══ LESETEXT ══
Vor dem Hintergrund des gegenwärtigen Standes des seitens des erkennenden Gerichts durchzuführenden Ermittlungsverfahrens kann nicht festgestellt werden, dass die Rückkehrentscheidung auf Dauer unzulässig ist und war daher das Verfahren betreffend die bP 1-4 gem. § 75 Abs. 20 AsylG zur (weiteren) Prüfung der Zulässigkeit einer Rückkehrentscheidung an das Bundesamt zurückzuverweisen.

II.3.7. Familienverfahren

Gemäß § 34 Abs. 1 Z 1 AsylG 2005 gilt der Antrag auf internationalen Schutz eines Familienangehörigen (§ 2 Z 22) eines Fremden, dem der Status des Asylberechtigten zuerkannt worden ist als Antrag auf Gewährung desselben Schutzes.

Gemäß Abs. 2 leg.cit. hat die Behörde auf Grund eines Antrages eines Familienangehörigen eines Fremden, dem der Status des Asylberechtigten zuerkannt worden ist, dem Familienangehörigen mit Bescheid den Status eines Asylberechtigten zuzuerkennen, wenn dieser nicht straffällig geworden ist (Z 1), die Fortsetzung eines bestehenden Familienlebens im Sinne des Art. 8 EMRK mit dem Familienangehörigen in einem anderen Staat nicht möglich ist (Z 2) und gegen den Fremden, dem der Status des Asylberechtigten zuerkannt wurde, kein Verfahren zur Aberkennung dieses Status anhängig ist (§ 7) (Z 3).

Gemäß Abs. 4 leg.cit. hat die Behörde Asylanträge von Familienangehörigen eines Asylwerbers gesondert zu prüfen; die Verfahren sind unter einem zu führen und es erhalten unter den Voraussetzungen der Abs. 2 und 3 alle Familienangehörigen den gleichen Schutzumfang. Entweder ist der Status des Asylberechtigten oder des subsidiär Schutzberechtigten zuzuerkennen, wobei die Zuerkennung des Status des Asylberechtigten vorgeht, es sei denn, alle Anträge wären als unzulässig zurückzuweisen oder abzuweisen. Jeder Asylwerber erhält einen gesonderten Bescheid. Ist einem Fremden der faktische Abschiebeschutz gemäß § 12a Abs. 4 zuzuerkennen, ist dieser auch seinen Familienangehörigen zuzuerkennen.

Gemäß Abs. 5 leg.cit. gelten die Bestimmungen der Abs. 1 bis 4 sinngemäß für das Verfahren beim Bundesverwaltungsgericht.

Gemäß Abs. 6 leg.cit. sind die Bestimmungen dieses Abschnittes nicht auf Familienangehörige, die EWR-Bürger oder Schweizer Bürger sind (Z 1) und auf Familienangehörige eines Fremden, dem der Status des Asylberechtigten oder der Status des subsidiär Schutzberechtigten im Rahmen eines Verfahrens nach diesem Abschnitt zuerkannt wurde, es sei denn es handelt sich bei dem Familienangehörigen um ein minderjähriges lediges Kind (Z 2), anzuwenden.
═══
[AUFGABENSTELLUNG]: Aktualisieren Sie einen Abschnitt des Lesetexts: Geben Sie ihn beginnend mit den Worten „II.3.7. Familienverfahren“ bis einschließlich „Gewährung desselben Schutzes.“ wieder und ersetzen Sie dabei „Gewährung“ durch „Zuerkennung“.
══ ANGEZEIGTE DATEN ══
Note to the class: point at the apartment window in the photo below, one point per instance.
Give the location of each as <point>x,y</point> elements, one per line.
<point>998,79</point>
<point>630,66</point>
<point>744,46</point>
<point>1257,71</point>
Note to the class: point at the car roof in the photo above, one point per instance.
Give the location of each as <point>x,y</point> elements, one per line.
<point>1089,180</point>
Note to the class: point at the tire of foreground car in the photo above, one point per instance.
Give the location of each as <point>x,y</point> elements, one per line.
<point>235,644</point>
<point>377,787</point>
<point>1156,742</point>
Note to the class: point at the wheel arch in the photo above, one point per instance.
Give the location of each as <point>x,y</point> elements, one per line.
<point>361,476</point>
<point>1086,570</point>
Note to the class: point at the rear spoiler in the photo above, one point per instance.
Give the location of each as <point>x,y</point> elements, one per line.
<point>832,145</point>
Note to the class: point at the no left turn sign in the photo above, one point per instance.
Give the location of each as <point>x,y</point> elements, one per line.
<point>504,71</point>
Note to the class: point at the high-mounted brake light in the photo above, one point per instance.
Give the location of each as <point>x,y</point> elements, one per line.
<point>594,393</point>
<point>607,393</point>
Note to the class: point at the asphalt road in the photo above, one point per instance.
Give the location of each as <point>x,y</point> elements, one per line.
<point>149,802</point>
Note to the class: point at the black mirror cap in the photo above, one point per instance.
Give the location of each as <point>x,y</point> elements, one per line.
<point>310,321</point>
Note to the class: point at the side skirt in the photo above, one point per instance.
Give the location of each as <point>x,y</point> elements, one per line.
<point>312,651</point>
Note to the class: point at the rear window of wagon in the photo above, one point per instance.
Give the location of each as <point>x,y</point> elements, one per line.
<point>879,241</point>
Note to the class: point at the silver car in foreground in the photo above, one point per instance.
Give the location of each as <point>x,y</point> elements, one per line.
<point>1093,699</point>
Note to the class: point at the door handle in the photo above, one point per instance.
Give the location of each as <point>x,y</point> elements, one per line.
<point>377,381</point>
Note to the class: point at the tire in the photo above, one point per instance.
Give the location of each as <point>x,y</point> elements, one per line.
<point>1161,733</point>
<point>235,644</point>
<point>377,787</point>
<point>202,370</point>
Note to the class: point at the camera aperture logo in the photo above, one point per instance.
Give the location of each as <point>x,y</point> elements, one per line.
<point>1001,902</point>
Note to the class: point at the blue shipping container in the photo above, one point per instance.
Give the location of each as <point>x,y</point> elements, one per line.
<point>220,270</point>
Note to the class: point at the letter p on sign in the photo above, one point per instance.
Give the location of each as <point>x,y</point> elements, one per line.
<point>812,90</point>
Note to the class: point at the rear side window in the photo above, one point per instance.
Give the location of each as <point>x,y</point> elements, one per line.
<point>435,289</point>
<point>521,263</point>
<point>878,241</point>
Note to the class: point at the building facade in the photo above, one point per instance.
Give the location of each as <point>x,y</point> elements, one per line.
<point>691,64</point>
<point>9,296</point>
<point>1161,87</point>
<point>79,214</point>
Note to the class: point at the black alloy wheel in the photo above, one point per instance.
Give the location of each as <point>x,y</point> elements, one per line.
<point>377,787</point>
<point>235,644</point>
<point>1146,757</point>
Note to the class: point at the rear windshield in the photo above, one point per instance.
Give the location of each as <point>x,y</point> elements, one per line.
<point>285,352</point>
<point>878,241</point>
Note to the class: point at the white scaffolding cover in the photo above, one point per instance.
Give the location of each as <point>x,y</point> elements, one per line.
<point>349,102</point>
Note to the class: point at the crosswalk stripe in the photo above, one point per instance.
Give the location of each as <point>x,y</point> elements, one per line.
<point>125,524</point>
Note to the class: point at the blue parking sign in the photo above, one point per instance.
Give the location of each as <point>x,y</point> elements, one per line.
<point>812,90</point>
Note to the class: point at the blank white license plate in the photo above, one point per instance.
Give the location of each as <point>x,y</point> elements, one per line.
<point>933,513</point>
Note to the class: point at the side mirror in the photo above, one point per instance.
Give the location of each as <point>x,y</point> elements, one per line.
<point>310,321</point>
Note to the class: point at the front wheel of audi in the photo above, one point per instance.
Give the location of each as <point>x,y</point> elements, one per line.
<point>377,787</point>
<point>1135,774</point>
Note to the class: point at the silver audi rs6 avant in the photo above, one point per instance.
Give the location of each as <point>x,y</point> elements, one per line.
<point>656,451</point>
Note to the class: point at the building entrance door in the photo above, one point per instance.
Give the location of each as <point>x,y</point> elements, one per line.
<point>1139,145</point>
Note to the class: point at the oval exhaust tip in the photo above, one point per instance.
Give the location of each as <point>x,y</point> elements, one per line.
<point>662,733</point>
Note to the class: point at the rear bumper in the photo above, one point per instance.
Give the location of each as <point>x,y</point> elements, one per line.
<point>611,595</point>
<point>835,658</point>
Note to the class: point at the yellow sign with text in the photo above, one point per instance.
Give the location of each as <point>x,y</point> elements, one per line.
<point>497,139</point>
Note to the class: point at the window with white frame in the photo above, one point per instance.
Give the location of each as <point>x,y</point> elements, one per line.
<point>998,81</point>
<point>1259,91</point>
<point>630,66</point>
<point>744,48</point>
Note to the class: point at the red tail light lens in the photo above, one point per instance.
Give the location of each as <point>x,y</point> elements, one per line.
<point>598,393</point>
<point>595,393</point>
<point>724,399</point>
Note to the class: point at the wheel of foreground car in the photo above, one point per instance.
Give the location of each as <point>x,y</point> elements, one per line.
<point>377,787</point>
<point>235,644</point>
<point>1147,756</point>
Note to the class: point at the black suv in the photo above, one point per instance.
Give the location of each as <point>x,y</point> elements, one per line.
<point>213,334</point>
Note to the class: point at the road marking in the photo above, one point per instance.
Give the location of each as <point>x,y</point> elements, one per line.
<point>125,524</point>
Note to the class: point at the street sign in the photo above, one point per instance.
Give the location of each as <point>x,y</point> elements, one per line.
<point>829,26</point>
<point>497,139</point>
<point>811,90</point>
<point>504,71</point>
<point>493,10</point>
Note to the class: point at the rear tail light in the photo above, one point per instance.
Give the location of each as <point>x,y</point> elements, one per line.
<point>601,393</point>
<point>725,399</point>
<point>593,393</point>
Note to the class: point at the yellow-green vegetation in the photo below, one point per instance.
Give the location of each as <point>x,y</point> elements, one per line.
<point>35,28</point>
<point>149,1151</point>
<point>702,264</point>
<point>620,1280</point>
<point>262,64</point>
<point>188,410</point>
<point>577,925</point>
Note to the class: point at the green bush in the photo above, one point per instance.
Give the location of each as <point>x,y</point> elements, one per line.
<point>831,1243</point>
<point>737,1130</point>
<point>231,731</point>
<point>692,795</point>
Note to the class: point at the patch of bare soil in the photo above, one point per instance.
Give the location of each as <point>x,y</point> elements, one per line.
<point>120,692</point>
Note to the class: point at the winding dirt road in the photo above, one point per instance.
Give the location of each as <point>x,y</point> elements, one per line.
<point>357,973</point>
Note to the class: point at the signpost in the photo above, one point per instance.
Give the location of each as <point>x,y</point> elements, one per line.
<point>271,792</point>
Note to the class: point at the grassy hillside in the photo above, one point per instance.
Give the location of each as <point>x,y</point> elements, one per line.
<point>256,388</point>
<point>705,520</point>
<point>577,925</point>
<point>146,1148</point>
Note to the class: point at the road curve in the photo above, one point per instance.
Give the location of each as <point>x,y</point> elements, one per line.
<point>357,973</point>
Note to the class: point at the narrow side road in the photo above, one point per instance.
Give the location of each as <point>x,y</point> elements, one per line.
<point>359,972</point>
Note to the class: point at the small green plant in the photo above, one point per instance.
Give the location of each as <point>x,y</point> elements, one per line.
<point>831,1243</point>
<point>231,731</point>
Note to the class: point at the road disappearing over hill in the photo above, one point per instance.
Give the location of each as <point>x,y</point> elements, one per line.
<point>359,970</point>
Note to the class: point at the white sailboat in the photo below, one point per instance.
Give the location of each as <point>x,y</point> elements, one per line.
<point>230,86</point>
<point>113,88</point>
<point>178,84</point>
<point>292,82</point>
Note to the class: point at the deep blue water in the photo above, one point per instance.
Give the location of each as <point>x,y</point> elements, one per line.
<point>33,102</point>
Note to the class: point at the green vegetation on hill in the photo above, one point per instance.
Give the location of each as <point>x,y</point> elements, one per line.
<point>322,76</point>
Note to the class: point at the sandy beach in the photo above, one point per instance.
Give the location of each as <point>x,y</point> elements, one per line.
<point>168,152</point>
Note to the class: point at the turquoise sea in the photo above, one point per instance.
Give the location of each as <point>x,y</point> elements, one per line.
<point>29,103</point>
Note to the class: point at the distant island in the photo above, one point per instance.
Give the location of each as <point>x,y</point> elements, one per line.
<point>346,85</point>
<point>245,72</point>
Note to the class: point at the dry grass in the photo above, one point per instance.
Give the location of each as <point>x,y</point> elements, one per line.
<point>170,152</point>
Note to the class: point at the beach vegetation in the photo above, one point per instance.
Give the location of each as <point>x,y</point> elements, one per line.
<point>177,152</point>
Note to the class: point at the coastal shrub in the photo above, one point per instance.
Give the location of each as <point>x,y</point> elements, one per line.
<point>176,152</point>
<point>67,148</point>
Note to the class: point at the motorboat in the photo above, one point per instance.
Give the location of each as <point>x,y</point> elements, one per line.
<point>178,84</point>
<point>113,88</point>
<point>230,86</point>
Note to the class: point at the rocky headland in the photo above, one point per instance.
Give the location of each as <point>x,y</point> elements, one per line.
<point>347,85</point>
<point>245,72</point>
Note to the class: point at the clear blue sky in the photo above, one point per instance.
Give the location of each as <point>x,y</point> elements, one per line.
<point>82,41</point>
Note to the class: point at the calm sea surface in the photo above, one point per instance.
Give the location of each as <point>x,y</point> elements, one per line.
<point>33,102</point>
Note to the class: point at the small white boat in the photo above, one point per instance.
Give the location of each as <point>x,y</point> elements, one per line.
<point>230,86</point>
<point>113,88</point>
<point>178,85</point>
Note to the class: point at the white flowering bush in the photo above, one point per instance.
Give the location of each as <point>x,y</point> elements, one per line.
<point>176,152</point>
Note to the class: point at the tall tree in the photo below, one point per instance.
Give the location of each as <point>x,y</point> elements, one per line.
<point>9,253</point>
═══
[LÖSUNG]:
II.3.7. Familienverfahren

Gemäß § 34 Abs. 1 Z 1 AsylG 2005 gilt der Antrag auf internationalen Schutz eines Familienangehörigen (§ 2 Z 22) eines Fremden, dem der Status des Asylberechtigten zuerkannt worden ist als Antrag auf Zuerkennung desselben Schutzes.